## TASK DESCRIPTION
Pick out each line in the listing below that contains the word "hand", and copy those lines in full.

## MATERIAL FOR THIS EXERCISE

#####

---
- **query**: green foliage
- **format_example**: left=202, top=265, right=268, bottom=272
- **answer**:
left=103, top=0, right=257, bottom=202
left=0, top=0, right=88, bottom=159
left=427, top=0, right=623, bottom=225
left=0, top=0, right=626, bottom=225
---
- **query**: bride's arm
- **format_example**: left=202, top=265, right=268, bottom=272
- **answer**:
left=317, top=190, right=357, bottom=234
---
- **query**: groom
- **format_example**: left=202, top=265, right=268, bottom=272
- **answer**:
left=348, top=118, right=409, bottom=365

#####

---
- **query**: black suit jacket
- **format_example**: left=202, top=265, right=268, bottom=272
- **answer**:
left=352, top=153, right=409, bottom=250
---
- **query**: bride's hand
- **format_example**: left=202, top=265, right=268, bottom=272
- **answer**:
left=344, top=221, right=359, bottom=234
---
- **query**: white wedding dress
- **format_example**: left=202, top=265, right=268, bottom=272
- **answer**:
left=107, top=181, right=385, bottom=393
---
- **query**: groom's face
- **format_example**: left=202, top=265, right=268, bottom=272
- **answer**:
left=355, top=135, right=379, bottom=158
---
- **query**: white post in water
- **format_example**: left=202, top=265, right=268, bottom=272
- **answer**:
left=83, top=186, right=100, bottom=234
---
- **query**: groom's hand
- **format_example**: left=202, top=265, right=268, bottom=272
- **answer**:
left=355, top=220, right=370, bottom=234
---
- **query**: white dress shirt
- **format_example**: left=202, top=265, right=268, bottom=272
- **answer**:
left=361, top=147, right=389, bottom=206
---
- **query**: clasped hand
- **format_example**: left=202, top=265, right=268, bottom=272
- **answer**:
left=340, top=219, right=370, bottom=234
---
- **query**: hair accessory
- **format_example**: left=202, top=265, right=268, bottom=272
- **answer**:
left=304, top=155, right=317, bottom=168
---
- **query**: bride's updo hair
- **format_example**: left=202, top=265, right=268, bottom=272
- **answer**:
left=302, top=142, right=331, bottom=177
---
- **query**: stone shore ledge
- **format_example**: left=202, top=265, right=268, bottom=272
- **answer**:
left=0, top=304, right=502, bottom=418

#####

## REPLY
- **query**: bride's hand
- **query**: groom's hand
- **query**: clasped hand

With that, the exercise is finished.